● **WHAT YOU HAVE TO DO**
What follows is a set of records; copy all of it exactly.

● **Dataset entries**
++++
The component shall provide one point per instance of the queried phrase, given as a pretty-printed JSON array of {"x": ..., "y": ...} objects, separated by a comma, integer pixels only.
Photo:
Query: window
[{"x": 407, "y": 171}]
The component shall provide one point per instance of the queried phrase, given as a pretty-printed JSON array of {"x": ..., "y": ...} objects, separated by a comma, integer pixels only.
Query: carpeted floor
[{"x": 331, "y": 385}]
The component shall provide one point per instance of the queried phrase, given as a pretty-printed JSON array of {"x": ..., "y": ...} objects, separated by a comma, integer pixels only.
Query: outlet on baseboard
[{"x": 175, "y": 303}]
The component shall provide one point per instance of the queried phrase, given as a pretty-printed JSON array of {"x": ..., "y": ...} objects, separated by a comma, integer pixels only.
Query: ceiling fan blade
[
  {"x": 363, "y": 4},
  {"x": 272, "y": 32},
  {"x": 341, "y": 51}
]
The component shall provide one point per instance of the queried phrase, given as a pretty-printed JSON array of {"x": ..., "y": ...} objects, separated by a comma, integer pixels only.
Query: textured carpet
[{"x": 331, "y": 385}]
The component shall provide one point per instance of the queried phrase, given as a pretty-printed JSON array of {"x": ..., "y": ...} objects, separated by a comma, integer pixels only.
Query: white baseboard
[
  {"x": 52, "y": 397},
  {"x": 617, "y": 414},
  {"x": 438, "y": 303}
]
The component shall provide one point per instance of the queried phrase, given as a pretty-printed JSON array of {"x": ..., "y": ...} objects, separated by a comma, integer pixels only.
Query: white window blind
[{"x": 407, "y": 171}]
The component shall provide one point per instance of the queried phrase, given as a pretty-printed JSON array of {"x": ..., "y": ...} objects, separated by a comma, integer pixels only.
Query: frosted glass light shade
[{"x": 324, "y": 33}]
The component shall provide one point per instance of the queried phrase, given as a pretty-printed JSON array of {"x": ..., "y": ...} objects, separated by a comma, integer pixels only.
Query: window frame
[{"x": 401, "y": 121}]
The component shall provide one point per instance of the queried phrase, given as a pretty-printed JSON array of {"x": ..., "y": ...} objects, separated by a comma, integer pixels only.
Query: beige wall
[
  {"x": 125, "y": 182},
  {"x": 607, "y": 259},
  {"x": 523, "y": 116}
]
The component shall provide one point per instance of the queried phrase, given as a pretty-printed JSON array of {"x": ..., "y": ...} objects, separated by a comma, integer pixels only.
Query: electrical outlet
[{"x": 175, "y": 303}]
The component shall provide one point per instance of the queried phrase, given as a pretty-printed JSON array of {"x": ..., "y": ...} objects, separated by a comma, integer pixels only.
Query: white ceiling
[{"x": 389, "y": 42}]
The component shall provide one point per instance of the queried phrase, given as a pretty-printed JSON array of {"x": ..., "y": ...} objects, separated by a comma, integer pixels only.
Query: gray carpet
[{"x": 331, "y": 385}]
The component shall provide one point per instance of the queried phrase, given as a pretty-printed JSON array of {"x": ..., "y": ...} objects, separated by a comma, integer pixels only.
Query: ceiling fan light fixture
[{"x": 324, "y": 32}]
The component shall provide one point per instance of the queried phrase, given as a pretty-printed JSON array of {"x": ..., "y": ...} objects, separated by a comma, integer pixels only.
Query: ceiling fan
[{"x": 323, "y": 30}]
++++
● **SOLUTION FOR THIS TASK**
The component shall provide one point per instance of the queried phrase, given as a pretty-printed JSON array of {"x": ..., "y": ...} objects, separated by a comma, integer pixels only.
Photo:
Query: window
[{"x": 407, "y": 171}]
The component shall provide one point per instance of the queried phrase, given as a pretty-printed JSON array of {"x": ..., "y": ...} objects, separated by a comma, integer pixels only.
Query: carpeted floor
[{"x": 331, "y": 385}]
The component shall provide one point per instance of the queried phrase, given as a pretty-printed JSON array of {"x": ..., "y": ...} objects, separated by a comma, integer pixels only.
Query: outlet on baseboard
[{"x": 175, "y": 303}]
The component shall provide one point per instance of the queried phrase, given as a pretty-printed JSON array of {"x": ..., "y": ...} objects, separated by a comma, integer pixels only.
Query: ceiling fan blade
[
  {"x": 363, "y": 4},
  {"x": 272, "y": 32},
  {"x": 341, "y": 51}
]
The component shall provide one point per instance of the queried phrase, given as a pretty-printed JSON array of {"x": ..., "y": ...} objects, separated by a comma, integer pixels only.
Query: textured carpet
[{"x": 331, "y": 385}]
The component shall provide one point per instance of the queried phrase, given as a pretty-printed JSON array of {"x": ..., "y": ...} objects, separated by a comma, integer pixels only.
Query: white baseboard
[
  {"x": 52, "y": 397},
  {"x": 617, "y": 414},
  {"x": 438, "y": 303}
]
The component shall provide one point per instance of the queried phrase, given as a pretty-printed JSON array of {"x": ..., "y": ...} objects, separated by a comma, integer pixels only.
Query: white window blind
[{"x": 407, "y": 171}]
The component shall provide one point per instance of the queried phrase, given as a pretty-printed JSON array of {"x": ..., "y": ...} objects, separated by a comma, integer pixels only.
Query: frosted glass light shade
[{"x": 324, "y": 33}]
The component shall provide one point per instance of the queried phrase, given as a pretty-printed JSON array of {"x": ..., "y": ...} objects, separated by a comma, integer pixels only.
Query: window frame
[{"x": 401, "y": 121}]
The component shall provide one point per instance of the queried phrase, given as a pretty-printed JSON array of {"x": ..., "y": ...} objects, separated by a comma, integer pixels only.
Query: beige wall
[
  {"x": 125, "y": 182},
  {"x": 607, "y": 259},
  {"x": 523, "y": 116}
]
The component shall provide one point per instance of the queried phrase, given as a pretty-printed JSON array of {"x": ..., "y": ...} objects, separated by a comma, integer pixels only.
Query: electrical outlet
[{"x": 175, "y": 303}]
The component shall provide one point per instance of the queried phrase, given as a pretty-printed JSON array of {"x": ..., "y": ...} objects, separated by a comma, integer pixels only.
Query: white ceiling
[{"x": 389, "y": 42}]
The component shall provide one point per instance of the queried phrase, given as a pretty-printed JSON array of {"x": ..., "y": ...} objects, separated by a comma, integer pixels only.
Query: gray carpet
[{"x": 331, "y": 385}]
The component shall provide one point per instance of the queried phrase, given as a pretty-printed JSON array of {"x": ..., "y": ...} objects, separated by a comma, integer pixels only.
Query: ceiling fan light fixture
[{"x": 324, "y": 32}]
The component shall provide one point per instance of the queried phrase, given as a pretty-printed JSON array of {"x": ..., "y": ...} objects, separated by a comma, integer pixels only.
Query: ceiling fan
[{"x": 323, "y": 30}]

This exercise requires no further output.